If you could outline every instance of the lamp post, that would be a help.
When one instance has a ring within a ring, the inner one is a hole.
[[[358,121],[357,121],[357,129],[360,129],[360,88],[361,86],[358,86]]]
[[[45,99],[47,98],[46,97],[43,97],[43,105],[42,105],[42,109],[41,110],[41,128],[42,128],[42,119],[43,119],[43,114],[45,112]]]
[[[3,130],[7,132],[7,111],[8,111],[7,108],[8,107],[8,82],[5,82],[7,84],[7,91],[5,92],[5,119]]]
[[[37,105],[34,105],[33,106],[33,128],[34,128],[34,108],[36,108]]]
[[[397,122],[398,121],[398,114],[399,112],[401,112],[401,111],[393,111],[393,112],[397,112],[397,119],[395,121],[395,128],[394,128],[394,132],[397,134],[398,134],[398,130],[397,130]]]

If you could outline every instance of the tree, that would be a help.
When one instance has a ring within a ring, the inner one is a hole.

*****

-- TO DO --
Write out every entry above, word for word.

-- EXERCISE RESPONSE --
If you could outline every instance of the lamp post, that would be a help.
When one instance has a ring within a ring, the inner one is a hole.
[[[358,121],[357,121],[357,129],[360,129],[360,88],[361,86],[358,86]]]
[[[45,99],[47,98],[46,97],[43,97],[43,105],[42,105],[42,109],[41,110],[41,128],[42,128],[42,119],[43,119],[43,114],[45,112]]]
[[[3,130],[7,132],[7,111],[8,111],[7,108],[8,107],[8,82],[5,82],[7,84],[7,91],[5,92],[5,119]]]
[[[37,105],[34,105],[33,106],[33,128],[34,128],[34,108],[36,108]]]
[[[397,122],[398,121],[398,114],[399,112],[401,112],[401,111],[393,111],[393,112],[397,112],[397,119],[395,121],[395,128],[394,128],[394,132],[397,134],[398,134],[398,130],[397,130]]]

If you could outline every instance of the tree, that would be a help.
When one instance has a ring within a ring, the inner one is a hole.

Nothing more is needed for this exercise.